_DATASET EXTRACT:_

<<<<

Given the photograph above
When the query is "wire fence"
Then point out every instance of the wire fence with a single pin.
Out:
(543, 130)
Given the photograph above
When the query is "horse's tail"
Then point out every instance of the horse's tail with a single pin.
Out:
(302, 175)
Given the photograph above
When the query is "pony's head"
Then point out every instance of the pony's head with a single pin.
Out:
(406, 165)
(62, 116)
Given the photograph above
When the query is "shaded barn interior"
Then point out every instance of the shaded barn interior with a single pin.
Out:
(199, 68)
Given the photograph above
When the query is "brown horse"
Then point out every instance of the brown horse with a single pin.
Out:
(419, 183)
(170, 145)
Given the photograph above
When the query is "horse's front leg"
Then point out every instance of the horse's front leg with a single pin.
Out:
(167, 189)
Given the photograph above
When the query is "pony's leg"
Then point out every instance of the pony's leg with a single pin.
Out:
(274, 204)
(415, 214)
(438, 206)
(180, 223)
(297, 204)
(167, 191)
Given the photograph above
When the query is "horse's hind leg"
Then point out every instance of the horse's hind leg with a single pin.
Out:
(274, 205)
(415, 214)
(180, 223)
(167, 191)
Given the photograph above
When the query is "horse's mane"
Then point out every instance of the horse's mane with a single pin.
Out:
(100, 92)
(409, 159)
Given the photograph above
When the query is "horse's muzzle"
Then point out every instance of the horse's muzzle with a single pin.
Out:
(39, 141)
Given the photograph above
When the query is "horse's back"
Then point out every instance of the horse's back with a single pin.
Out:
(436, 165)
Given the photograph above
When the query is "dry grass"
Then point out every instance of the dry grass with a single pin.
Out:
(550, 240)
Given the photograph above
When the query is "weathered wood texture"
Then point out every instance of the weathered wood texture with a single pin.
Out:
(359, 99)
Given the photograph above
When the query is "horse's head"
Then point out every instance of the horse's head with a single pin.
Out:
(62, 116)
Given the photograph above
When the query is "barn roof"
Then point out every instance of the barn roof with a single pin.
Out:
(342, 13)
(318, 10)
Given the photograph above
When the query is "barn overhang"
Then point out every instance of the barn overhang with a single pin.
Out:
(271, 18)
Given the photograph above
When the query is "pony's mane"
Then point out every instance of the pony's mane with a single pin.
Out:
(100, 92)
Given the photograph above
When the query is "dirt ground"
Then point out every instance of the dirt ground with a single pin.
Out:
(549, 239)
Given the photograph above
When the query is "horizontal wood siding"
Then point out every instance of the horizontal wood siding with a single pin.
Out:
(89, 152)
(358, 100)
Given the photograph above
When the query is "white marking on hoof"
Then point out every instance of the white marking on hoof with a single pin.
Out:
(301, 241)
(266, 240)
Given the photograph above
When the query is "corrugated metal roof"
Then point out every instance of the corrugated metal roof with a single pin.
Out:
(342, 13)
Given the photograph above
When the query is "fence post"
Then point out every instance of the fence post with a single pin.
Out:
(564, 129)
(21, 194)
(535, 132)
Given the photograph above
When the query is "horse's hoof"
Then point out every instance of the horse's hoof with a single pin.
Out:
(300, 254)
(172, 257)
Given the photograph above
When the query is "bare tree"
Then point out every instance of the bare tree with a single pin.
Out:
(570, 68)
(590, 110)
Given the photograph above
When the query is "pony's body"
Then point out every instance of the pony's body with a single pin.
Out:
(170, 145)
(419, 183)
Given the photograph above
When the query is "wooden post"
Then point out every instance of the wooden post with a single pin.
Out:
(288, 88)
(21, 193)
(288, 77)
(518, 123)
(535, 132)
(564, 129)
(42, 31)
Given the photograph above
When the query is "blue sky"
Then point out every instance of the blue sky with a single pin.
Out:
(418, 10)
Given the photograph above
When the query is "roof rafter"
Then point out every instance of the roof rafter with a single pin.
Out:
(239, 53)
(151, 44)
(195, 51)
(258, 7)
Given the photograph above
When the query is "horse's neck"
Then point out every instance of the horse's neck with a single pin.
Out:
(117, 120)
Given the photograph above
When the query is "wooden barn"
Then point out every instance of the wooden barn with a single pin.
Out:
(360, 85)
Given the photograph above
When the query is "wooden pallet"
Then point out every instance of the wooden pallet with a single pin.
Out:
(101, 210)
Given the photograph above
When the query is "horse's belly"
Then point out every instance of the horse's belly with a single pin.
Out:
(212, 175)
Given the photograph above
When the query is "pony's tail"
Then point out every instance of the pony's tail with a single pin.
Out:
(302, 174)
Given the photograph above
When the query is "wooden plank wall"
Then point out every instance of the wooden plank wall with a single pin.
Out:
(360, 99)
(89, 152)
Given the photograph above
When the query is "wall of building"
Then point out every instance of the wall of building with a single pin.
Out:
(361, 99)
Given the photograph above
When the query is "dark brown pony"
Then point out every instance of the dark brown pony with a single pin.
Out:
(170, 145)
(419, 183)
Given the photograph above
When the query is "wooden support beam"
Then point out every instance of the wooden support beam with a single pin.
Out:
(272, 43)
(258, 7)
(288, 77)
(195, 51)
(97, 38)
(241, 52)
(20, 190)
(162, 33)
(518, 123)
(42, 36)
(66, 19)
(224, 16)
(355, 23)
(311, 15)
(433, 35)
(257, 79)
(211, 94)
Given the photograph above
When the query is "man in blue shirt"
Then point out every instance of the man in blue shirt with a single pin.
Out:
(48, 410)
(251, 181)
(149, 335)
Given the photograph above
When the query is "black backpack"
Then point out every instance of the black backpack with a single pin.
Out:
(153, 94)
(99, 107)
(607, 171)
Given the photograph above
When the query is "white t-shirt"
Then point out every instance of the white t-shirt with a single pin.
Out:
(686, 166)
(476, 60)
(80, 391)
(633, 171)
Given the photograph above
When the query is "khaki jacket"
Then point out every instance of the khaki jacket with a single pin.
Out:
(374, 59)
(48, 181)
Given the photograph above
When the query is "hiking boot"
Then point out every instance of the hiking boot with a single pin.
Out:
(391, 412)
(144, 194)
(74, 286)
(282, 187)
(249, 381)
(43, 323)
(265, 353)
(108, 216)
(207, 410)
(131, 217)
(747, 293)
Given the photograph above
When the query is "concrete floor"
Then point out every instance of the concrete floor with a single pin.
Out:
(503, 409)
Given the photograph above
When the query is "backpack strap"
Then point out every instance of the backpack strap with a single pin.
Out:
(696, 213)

>>>>

_TO DO:_ Set down the listing above in full, please, exactly as it appears.

_ANSWER IN FULL:_
Given the photograph above
When the query is "wire fence"
Then point out every instance of the wire fence with a single pin.
Out:
(543, 130)
Given the photograph above
When the query is "horse's tail"
Then point out every instance of the horse's tail with a single pin.
Out:
(302, 175)
Given the photograph above
When the query is "pony's head"
Then point out every instance of the pony's head with a single pin.
Out:
(406, 165)
(62, 116)
Given the photograph above
When the query is "shaded barn interior"
Then point out every instance of the shaded barn interior with a single pin.
Out:
(199, 68)
Given the photograph above
When the query is "brown horse"
Then point out every instance of the brown horse with a single pin.
Out:
(419, 183)
(170, 145)
Given the photograph above
When the query is "horse's front leg"
Then point out every instance of the horse's front leg with a single pin.
Out:
(167, 189)
Given the photograph above
When the query is "pony's leg"
Then point out every instance of the pony's leg with a single pin.
Out:
(274, 204)
(415, 214)
(438, 206)
(180, 223)
(297, 204)
(167, 191)
Given the photograph above
When the query is "horse's hind leg"
Then point out every instance of the horse's hind leg with a single pin.
Out:
(274, 205)
(415, 214)
(180, 223)
(167, 191)
Given the photograph above
When the query is "horse's mane"
Then point out every instance of the horse's mane with a single pin.
Out:
(100, 92)
(409, 159)
Given the photograph above
When the query is "horse's muzzle"
Then point out every instance of the horse's muzzle with a single pin.
Out:
(39, 141)
Given the photograph above
When the query is "horse's back"
Then point out every instance of the horse's back with a single pin.
Out:
(436, 165)
Given the photograph above
When the query is "dry grass"
Then point out every instance of the dry grass with a single pin.
Out:
(550, 240)
Given the photograph above
When the query is "weathered wood texture"
Then point out every instance of the weathered wood texture with a single pin.
Out:
(359, 99)
Given the photograph above
When the query is "horse's head"
Then point out every instance of the horse's head with a single pin.
Out:
(62, 116)
Given the photograph above
When the query is "barn roof"
Then point out every instance of the barn roof with a single pin.
Out:
(342, 13)
(318, 10)
Given the photograph above
When the query is "barn overhang"
Then point out every instance of the barn overhang with a single pin.
Out:
(271, 18)
Given the photograph above
When the query is "pony's mane"
Then point out every instance of the pony's mane with a single pin.
Out:
(100, 92)
Given the photograph above
When the query is "dirt ground"
Then point out every instance of the dirt ground with a single pin.
Out:
(549, 239)
Given the photograph above
When the query is "horizontal wood siding"
Then point out every instance of the horizontal wood siding with a single pin.
Out:
(89, 152)
(358, 100)
Given the photograph above
When the query is "white marking on hoof"
Then point out every instance of the white marking on hoof with a single pin.
Out:
(301, 241)
(266, 240)
Given the photograph above
When the query is "corrugated metal roof"
Then point out every instance of the corrugated metal roof with a single pin.
Out:
(342, 13)
Given the photograph above
When the query is "fence post"
Then point out every instance of the fence post with a single pin.
Out:
(564, 129)
(21, 194)
(535, 132)
Given the photograph above
When the query is "horse's hoof"
Then point out every instance of the horse's hoof with a single pin.
Out:
(300, 254)
(172, 257)
Given the photograph above
When the query is "bare tree"
Then point out every instance of the bare tree with a single pin.
Out:
(570, 68)
(590, 110)
Given the photograph above
When the query is "pony's body"
Then point out every instance of the pony's body with a single pin.
Out:
(170, 145)
(419, 183)
Given the photograph above
When the query is "wooden post"
Then point out every instance of the wooden post with a single pin.
Out:
(288, 88)
(21, 193)
(288, 77)
(518, 123)
(535, 132)
(564, 129)
(42, 31)
Given the photograph above
When the query is "blue sky"
Then point out every instance of the blue sky with a single pin.
Out:
(418, 10)
Given the photograph above
When the query is "roof rafter"
Then point out every instance of the roof rafter with a single pin.
Out:
(239, 53)
(151, 44)
(195, 51)
(258, 7)
Given the photograph above
When the query is "horse's neck"
Then point out every instance of the horse's neck with a single pin.
Out:
(117, 120)
Given the photograph above
When the query is "wooden barn"
Then point out every instance of the wooden barn with a single pin.
Out:
(360, 85)
Given the photograph above
When the query is "wooden pallet"
Then point out every instance of the wooden pallet with a single pin.
Out:
(101, 210)
Given the photograph above
When the query is "horse's belly"
Then point out every instance of the horse's belly with a single pin.
Out:
(212, 175)
Given the photograph above
When the query is "pony's tail"
Then point out every instance of the pony's tail with a single pin.
Out:
(302, 174)
Given the photograph above
When the query is "wooden plank wall"
Then point out every instance of the wooden plank wall with a single pin.
Out:
(360, 99)
(89, 152)
Given the photograph above
When the query is "wall of building"
Then point out every instance of the wall of building with a single pin.
Out:
(361, 99)
Given the photograph above
When the query is "dark brown pony"
Then point out every instance of the dark brown pony with a single pin.
Out:
(170, 145)
(419, 183)
Given the photograph above
When the query is "wooden support beam"
Then point out every instance of the wooden support beam with a single pin.
Out:
(272, 43)
(258, 7)
(288, 77)
(195, 51)
(97, 38)
(241, 52)
(20, 190)
(162, 33)
(518, 123)
(42, 36)
(66, 19)
(224, 16)
(355, 23)
(311, 15)
(433, 35)
(257, 79)
(211, 94)
Given the photograph above
When the query is "man in blue shirt"
Then point out every instance of the man in blue shirt with a single pin.
Out:
(48, 410)
(251, 181)
(149, 335)
Given the photograph above
When the query is "black backpack"
Then point out every instance of the black backpack with a single pin.
Out:
(153, 94)
(99, 107)
(607, 171)
Given the photograph above
When the query is "white t-shirt"
Then point out every instance of the white t-shirt with a single pin.
Out:
(686, 166)
(476, 60)
(80, 391)
(633, 171)
Given the photograph above
When the query is "khaki jacket"
Then point out every instance of the khaki jacket with a single pin.
Out:
(374, 59)
(48, 181)
Given the photograph above
When the query is "hiking boot"
Then point out every instance of the hiking boot with a single pin.
Out:
(391, 412)
(144, 194)
(74, 286)
(282, 187)
(249, 381)
(43, 323)
(265, 353)
(108, 216)
(207, 410)
(131, 217)
(747, 293)
Given the photograph above
When the query is "concrete floor"
Then point out every instance of the concrete floor with a single pin.
Out:
(503, 409)
Given the photograph above
When the query is "backpack strap"
Then point out every instance of the backpack strap with a single pin.
Out:
(696, 213)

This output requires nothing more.